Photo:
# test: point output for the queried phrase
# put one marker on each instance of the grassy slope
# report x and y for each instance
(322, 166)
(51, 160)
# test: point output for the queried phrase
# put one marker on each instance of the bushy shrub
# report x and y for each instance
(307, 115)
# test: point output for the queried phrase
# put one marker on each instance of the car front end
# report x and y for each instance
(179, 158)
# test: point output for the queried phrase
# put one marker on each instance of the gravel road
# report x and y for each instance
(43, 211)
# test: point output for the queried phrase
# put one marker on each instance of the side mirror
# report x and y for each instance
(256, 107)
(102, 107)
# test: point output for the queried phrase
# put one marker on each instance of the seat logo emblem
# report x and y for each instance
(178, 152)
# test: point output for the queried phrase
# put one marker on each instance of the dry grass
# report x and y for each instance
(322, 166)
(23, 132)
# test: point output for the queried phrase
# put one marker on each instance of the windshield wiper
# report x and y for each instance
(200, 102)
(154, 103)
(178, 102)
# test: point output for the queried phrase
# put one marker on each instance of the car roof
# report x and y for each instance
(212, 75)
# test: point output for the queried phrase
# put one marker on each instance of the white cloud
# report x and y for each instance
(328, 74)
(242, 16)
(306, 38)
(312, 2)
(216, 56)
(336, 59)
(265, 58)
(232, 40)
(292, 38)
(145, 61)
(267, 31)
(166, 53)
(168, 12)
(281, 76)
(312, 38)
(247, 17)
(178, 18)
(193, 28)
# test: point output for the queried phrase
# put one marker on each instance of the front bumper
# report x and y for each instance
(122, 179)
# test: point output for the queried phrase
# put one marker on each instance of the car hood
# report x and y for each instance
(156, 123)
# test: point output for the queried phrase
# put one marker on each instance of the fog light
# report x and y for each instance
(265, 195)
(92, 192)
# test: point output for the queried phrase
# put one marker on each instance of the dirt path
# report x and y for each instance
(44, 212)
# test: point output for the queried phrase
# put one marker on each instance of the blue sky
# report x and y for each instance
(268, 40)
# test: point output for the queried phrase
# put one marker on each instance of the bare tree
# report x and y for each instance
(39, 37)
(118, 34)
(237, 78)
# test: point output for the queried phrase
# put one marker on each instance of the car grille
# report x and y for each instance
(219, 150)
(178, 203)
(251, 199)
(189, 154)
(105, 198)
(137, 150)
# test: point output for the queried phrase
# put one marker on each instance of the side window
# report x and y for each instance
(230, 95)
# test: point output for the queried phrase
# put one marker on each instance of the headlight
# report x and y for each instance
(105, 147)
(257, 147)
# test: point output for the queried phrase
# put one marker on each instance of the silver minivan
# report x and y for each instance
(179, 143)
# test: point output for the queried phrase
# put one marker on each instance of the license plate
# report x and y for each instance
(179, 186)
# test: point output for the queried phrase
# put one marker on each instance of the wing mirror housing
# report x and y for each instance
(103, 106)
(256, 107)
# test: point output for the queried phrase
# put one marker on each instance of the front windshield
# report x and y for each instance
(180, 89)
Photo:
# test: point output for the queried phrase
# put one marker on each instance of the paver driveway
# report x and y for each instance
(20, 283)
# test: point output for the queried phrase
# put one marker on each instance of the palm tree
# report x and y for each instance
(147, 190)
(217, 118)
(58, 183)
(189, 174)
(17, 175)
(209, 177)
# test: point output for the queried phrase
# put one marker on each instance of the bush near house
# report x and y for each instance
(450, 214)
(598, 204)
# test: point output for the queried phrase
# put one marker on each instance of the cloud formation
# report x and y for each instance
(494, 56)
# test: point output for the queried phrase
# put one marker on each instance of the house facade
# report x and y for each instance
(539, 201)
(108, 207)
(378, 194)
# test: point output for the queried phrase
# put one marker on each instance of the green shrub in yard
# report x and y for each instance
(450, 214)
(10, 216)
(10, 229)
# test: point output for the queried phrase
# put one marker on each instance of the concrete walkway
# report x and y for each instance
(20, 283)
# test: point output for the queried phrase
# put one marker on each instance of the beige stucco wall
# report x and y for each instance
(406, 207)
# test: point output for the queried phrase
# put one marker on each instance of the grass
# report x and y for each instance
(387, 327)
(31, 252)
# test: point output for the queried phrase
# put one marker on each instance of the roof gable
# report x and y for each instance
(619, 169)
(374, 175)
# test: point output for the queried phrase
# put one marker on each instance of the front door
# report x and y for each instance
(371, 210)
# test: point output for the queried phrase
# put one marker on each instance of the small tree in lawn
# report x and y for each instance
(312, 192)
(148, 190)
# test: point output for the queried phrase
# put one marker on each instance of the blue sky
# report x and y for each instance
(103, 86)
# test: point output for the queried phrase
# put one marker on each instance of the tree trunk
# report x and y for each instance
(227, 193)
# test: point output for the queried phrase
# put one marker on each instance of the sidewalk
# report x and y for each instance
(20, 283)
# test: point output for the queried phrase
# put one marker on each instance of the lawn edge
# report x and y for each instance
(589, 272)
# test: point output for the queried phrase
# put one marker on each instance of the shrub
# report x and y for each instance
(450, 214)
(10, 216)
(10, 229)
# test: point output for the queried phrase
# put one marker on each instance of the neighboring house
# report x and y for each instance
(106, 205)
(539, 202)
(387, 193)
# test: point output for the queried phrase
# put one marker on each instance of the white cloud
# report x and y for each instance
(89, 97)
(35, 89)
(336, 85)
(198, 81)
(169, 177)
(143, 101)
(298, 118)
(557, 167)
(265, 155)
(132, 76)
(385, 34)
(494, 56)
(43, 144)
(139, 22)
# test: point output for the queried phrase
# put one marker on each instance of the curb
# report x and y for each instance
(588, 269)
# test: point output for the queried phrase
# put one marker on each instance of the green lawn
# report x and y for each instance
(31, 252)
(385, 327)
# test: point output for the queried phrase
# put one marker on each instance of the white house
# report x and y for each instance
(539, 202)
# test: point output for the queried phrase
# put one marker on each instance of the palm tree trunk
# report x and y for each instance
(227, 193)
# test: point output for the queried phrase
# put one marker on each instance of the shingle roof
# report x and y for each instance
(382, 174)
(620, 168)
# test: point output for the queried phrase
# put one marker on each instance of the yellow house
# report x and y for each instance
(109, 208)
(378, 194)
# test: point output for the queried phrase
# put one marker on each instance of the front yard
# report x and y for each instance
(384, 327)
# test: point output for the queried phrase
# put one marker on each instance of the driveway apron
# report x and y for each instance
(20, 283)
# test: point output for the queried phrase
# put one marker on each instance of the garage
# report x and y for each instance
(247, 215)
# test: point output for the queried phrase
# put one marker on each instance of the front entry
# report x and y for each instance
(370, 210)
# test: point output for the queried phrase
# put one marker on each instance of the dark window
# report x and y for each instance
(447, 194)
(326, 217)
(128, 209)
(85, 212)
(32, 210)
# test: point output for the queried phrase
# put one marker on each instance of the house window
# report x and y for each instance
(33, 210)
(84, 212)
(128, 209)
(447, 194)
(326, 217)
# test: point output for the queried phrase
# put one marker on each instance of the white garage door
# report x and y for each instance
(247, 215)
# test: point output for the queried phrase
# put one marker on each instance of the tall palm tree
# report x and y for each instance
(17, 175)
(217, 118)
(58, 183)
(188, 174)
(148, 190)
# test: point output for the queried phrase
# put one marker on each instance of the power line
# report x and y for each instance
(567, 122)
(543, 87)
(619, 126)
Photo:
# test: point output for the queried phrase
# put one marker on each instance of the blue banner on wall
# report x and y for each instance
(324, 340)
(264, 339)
═══
TASK BRIEF.
Pull out every line of the rows above that contains the string "garage", matching case exactly.

WRITTEN RESPONSE.
# put one marker on each instance of the garage
# put one marker on each instance of the white garage door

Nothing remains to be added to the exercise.